- **Selected extract**:
-.-.-

#MeToo Brings Change, Debate To Literary Magazines
In this March 24, 2016 file photo, Jian Ghomeshi leaves court in Toronto with his lawyer Marie Henein after he was acquitted on all charges of sexual assault and choking. Ian Buruma, editor of The New York Review of Books was fired after publishing an essay by Ghomeshi in September. (Frank Gunn/The Canadian Press via AP) MANDATORY CREDIT
BY HILLEL ITALIE
NEW YORK (AP) — For literary magazines over the past year, much of the news has been in the masthead.
Editor Lorin Stein of the Paris Review left amid allegations of sexual harassment and editor Ian Buruma of The New York Review of Books was fired after publishing an essay by Jian Ghomeshi, the Canadian broadcaster and musician who faced multiple allegations of harassment and assault. Editor James Marcus of Harper’ s departed after objecting to the magazine’s publication of a Katie Roiphe essay which criticized #MeToo as intolerant of dissent. An online list which compiled allegations against various “media men” led to a lawsuit by The Rumpus founder and former editor-in-chief Stephen Elliott, who has alleged the list falsely implies he is a rapist.
The stories of harassment didn’t just change titles, but bared a longstanding contradiction within the New York literary world — between the progressive worldview of some of the leading publications and the private behavior of those in charge.
“The internal culture of many a progressive magazine is surprisingly retrograde — like an old-fashioned company town with fancier coffee machines,” Marcus said. “The contradiction can be glaring. Yet I do think that #MeToo has seeped into these establishments, in ways that are easily recognizable and less so. You have Emily Nemens (who replaced Stein) at the helm of the Paris Review, of course, and Ian Buruma’s abrupt dismissal from the New York Review of Books. But there are more subtle effects, too. When it comes to shutting down female colleagues in meetings, or batting away pitches from female writers, more men are likely to think twice — not exactly revolutionary, but a step in the right direction.”
“The culture of the publishing industry specifically is to a great extent a reflection of American culture more generally,” says The Rumpus’ current owner and editor-in-chief, Marisa Siegel, who took over in January 2017, before the focus on sexual harassment became a cultural focus. “While firing men who are guilty of workplace harassment and assault is important, in that no workplace should tolerate that kind of behavior, I’m not certain a handful of firings can change workplace culture.”

-.-.-

(Stored items)
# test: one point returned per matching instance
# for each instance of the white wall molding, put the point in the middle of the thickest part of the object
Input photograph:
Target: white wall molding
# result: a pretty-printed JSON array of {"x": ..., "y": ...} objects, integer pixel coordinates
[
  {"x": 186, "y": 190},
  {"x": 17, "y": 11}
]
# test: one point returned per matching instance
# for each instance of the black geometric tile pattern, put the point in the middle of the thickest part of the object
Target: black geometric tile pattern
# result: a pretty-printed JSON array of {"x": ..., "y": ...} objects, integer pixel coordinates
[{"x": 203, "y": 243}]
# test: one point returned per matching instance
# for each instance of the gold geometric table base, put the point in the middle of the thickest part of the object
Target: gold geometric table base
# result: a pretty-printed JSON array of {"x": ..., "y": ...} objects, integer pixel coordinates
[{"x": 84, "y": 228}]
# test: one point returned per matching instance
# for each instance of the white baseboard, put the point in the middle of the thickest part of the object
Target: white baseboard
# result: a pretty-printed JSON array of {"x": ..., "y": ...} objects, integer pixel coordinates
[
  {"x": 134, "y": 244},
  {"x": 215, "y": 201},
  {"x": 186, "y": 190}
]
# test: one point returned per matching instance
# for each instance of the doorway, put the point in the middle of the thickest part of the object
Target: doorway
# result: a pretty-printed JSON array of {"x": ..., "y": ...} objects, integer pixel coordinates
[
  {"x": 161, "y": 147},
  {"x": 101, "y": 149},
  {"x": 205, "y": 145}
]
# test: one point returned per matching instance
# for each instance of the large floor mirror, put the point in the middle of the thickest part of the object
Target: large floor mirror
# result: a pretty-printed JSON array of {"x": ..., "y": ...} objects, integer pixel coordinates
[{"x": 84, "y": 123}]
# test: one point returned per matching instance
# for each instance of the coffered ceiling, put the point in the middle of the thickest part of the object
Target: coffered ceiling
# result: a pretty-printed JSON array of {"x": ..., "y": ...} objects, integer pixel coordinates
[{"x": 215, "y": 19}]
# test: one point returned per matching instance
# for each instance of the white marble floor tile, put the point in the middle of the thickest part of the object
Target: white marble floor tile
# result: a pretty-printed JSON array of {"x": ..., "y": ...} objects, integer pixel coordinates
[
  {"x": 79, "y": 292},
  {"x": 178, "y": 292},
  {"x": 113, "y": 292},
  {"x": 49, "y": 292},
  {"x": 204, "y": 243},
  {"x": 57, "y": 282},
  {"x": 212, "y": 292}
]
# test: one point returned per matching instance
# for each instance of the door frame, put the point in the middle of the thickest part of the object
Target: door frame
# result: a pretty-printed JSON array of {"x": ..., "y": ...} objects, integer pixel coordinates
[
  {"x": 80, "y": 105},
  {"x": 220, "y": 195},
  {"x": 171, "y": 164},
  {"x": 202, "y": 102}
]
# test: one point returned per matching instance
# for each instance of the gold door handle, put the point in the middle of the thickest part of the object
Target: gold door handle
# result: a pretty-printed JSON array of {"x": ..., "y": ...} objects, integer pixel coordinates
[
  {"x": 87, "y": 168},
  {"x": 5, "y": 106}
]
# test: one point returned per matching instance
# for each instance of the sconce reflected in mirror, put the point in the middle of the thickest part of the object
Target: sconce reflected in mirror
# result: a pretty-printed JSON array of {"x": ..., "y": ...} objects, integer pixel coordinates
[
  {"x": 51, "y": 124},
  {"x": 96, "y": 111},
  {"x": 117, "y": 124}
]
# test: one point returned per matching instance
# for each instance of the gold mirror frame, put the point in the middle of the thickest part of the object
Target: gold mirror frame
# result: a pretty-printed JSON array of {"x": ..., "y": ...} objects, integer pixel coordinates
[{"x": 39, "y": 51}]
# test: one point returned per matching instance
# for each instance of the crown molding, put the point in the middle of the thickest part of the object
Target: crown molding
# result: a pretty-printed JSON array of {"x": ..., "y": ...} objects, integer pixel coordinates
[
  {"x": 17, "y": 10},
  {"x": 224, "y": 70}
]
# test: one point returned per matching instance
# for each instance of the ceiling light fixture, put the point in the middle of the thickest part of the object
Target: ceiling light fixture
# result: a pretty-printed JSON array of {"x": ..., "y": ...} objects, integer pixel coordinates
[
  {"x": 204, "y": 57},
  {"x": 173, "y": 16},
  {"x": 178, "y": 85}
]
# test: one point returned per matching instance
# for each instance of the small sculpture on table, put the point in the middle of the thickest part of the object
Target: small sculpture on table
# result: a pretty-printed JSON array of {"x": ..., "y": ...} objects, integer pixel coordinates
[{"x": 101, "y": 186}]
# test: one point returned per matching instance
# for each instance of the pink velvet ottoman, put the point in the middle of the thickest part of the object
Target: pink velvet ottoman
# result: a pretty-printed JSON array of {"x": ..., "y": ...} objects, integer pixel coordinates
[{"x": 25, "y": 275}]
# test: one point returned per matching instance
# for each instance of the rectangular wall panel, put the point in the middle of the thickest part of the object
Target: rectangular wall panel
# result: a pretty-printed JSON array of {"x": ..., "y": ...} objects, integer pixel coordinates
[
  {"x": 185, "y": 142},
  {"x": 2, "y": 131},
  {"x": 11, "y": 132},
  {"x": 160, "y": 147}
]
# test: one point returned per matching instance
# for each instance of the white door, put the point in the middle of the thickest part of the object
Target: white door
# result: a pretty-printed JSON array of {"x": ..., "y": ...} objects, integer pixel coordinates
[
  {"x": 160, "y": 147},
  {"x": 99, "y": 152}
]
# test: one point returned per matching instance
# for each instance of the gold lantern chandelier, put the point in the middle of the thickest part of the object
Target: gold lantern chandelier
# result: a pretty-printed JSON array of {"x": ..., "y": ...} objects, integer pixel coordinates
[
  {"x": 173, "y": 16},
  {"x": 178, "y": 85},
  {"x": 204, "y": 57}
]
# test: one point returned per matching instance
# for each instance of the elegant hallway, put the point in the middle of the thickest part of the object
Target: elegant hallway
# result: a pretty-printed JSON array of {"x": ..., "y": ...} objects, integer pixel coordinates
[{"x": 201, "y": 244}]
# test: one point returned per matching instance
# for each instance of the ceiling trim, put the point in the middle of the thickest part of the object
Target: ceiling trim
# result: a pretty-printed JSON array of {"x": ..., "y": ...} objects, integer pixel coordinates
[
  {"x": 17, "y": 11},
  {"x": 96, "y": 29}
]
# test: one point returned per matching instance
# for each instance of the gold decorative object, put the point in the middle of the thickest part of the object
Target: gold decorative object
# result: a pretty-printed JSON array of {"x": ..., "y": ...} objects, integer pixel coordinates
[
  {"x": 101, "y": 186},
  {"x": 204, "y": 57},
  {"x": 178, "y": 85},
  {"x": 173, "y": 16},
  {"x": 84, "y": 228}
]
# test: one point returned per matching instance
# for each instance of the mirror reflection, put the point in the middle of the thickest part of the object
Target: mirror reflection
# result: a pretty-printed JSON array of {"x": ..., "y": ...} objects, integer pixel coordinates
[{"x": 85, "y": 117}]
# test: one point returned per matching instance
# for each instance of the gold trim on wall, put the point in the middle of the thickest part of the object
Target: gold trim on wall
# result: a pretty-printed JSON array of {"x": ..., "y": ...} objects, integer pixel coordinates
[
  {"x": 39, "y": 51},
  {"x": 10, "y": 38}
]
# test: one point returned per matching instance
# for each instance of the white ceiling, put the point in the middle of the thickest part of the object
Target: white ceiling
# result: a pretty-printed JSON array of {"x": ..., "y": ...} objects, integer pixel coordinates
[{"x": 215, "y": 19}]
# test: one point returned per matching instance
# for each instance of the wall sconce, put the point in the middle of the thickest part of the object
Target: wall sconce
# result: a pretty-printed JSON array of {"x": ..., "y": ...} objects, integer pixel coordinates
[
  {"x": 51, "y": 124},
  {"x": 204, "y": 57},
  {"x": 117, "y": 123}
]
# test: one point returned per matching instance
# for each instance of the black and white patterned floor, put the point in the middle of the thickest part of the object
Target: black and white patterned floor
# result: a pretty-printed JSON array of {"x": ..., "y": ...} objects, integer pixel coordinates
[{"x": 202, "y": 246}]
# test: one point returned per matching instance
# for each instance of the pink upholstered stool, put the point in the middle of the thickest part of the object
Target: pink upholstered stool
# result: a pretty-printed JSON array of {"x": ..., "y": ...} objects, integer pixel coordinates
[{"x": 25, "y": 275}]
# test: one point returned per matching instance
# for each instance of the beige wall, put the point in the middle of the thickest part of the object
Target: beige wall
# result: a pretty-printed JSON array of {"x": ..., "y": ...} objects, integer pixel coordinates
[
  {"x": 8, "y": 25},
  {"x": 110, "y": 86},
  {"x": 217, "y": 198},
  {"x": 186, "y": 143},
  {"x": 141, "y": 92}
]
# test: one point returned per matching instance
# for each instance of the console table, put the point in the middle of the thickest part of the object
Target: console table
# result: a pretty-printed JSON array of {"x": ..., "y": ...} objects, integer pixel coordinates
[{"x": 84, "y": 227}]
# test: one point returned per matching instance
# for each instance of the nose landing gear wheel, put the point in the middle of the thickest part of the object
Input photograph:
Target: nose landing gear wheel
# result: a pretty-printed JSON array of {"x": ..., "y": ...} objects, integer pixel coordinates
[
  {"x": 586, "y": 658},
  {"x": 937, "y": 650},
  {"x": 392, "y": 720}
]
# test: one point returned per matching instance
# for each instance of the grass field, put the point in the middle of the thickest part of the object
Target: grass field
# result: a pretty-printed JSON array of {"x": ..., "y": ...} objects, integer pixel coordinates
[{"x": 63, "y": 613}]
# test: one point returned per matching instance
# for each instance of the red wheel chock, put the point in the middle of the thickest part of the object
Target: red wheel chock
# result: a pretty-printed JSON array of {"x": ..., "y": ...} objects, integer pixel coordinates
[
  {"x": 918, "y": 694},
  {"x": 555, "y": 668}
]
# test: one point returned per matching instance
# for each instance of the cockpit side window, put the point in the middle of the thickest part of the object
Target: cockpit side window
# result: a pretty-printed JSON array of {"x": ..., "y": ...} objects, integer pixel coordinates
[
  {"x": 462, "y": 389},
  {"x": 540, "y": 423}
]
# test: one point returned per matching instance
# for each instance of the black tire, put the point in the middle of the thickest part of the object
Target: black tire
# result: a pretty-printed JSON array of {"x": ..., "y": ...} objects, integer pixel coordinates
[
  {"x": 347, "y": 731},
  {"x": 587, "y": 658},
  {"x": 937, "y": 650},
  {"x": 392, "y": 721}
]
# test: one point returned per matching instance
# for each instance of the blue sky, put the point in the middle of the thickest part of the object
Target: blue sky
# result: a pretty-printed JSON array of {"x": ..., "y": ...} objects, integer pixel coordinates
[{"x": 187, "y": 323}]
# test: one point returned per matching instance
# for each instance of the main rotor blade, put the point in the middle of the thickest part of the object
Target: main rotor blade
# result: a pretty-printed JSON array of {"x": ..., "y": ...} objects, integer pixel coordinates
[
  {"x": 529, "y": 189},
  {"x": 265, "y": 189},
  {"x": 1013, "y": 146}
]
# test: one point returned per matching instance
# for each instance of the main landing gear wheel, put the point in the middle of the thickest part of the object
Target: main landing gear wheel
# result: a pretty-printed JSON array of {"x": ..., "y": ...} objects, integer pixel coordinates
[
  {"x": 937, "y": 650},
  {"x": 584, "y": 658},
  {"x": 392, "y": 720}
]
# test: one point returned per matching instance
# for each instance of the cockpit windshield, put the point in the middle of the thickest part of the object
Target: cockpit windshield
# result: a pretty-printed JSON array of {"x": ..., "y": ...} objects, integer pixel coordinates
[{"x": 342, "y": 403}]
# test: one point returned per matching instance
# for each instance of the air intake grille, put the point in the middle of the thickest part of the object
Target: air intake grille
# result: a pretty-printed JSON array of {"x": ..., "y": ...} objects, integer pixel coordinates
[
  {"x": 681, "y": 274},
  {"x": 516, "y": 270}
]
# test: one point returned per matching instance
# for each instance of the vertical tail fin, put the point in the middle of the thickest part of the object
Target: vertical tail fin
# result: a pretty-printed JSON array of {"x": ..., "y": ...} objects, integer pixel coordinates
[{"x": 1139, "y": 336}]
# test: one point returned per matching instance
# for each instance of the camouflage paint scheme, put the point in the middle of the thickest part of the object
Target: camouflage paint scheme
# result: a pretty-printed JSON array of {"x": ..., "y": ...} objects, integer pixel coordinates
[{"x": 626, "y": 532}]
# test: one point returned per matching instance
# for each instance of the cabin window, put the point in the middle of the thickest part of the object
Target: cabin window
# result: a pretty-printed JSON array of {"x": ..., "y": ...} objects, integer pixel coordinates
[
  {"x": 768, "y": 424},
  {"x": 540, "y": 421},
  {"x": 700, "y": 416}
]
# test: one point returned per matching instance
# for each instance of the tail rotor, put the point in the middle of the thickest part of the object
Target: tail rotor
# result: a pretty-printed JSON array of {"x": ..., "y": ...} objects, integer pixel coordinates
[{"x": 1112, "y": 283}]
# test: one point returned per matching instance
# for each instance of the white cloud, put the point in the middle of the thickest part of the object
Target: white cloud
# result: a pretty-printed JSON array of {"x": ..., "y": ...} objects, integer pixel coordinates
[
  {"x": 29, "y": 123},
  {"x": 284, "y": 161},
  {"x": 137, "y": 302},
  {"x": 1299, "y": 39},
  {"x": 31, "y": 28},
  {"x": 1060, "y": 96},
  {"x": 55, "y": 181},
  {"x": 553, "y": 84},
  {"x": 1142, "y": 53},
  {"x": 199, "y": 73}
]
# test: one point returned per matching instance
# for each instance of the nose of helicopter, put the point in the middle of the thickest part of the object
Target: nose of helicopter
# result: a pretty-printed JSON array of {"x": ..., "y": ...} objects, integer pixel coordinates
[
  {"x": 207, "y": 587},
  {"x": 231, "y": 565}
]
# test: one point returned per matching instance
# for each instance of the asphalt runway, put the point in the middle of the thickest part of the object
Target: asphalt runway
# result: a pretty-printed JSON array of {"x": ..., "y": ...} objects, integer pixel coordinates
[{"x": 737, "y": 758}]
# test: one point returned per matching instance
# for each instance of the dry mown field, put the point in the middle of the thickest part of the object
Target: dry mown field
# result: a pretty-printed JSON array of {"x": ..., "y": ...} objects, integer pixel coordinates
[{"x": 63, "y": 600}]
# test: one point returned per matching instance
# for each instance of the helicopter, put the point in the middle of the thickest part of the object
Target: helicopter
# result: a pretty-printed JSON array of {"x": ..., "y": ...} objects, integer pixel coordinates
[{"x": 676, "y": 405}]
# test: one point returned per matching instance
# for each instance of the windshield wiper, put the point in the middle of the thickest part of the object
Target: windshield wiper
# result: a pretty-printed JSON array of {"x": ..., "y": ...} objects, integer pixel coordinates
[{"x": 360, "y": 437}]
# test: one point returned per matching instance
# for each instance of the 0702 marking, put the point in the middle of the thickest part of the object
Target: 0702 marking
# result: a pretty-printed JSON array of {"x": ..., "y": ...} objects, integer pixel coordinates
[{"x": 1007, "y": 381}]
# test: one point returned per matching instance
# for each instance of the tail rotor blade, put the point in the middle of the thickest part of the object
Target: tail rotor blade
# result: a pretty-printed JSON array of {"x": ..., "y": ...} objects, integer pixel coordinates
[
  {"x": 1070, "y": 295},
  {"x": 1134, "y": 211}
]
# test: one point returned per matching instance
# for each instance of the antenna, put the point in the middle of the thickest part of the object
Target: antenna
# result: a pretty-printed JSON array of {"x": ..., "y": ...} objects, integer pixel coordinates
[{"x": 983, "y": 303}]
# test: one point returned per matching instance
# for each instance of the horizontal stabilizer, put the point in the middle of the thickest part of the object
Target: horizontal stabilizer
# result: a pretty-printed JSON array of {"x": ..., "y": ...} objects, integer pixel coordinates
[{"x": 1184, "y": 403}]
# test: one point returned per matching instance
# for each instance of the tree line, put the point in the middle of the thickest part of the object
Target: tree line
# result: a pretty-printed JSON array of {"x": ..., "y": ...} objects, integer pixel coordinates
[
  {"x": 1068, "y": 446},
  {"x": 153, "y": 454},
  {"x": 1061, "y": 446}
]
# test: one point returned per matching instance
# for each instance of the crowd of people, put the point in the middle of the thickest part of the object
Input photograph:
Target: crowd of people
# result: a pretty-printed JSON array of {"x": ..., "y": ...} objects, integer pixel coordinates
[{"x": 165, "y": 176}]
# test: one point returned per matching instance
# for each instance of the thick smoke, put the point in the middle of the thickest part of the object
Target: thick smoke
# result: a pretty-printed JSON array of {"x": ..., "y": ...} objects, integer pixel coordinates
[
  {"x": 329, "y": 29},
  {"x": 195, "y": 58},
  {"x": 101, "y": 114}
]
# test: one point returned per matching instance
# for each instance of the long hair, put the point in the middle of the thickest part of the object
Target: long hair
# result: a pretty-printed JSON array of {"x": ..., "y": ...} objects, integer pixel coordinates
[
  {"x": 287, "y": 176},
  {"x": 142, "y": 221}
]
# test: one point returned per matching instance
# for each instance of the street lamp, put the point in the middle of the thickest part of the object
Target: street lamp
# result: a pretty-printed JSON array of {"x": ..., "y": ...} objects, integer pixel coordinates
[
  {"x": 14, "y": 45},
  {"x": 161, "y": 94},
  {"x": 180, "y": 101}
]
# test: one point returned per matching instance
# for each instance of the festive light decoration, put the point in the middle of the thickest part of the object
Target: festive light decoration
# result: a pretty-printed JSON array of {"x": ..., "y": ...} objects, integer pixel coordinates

-.-.-

Extend the article about #MeToo and literary magazines, starting right after its last paragraph.

- **Answer**:
The #MeToo movement has been an ongoing reminder — and for some a revelation — that the most well-read people aren’t necessarily the most civilized. Leon Wieseltier, for decades the literary editor for The New Republic and most recently a contributing editor for The Atlantic, has translated the works of Israeli poet Yehuda Amichai and edited a volume of essays by the critic Lionel Trilling. Meanwhile, colleagues told stories of Wieseltier kissing them without permission, making crude sexual remarks and encouraging them to wear short dresses. He was dropped last year by The Atlantic and a planned journal he was to launch through the non-profit Emerson Collective was cancelled (Wieseltier has apologized and vowed “not (to) waste this reckoning.”).
“I think there’s this ideal that if you’re well read, you’re going to be more empathetic and moral,” said Amy King, a board member of VIDA, a nonprofit organization which tracks gender parity at literary magazines. “It’s disturbing to find out your heroes are corruptible.”
“I don’t know any women who have worked with members of the literary elite who would be surprised by the fact that some of most learned, politically engaged powerful men — and some women — behave in infantile ways when it comes to power and sex,” said the author and journalist Rebecca Traister, who writes extensively about #MeToo in her new book, “Good and Mad.”
Part of the debate about #MeToo has been how, or if, to present the other side. Some magazines have devoted extensive space to those accused of harassment. Harper’s ran a maudlin, 7,000-word essay by John Hockenberry, the longtime public radio host who was fired last year. The New York Review of Books published a 3,400-word essay in September by Ghomeshi, who described himself as a victim of “mass shaming.” Traister calls the essays examples of how the “whole conversation shifts in gravity” away from stories of those who spoke out about being harassed to those who once held power.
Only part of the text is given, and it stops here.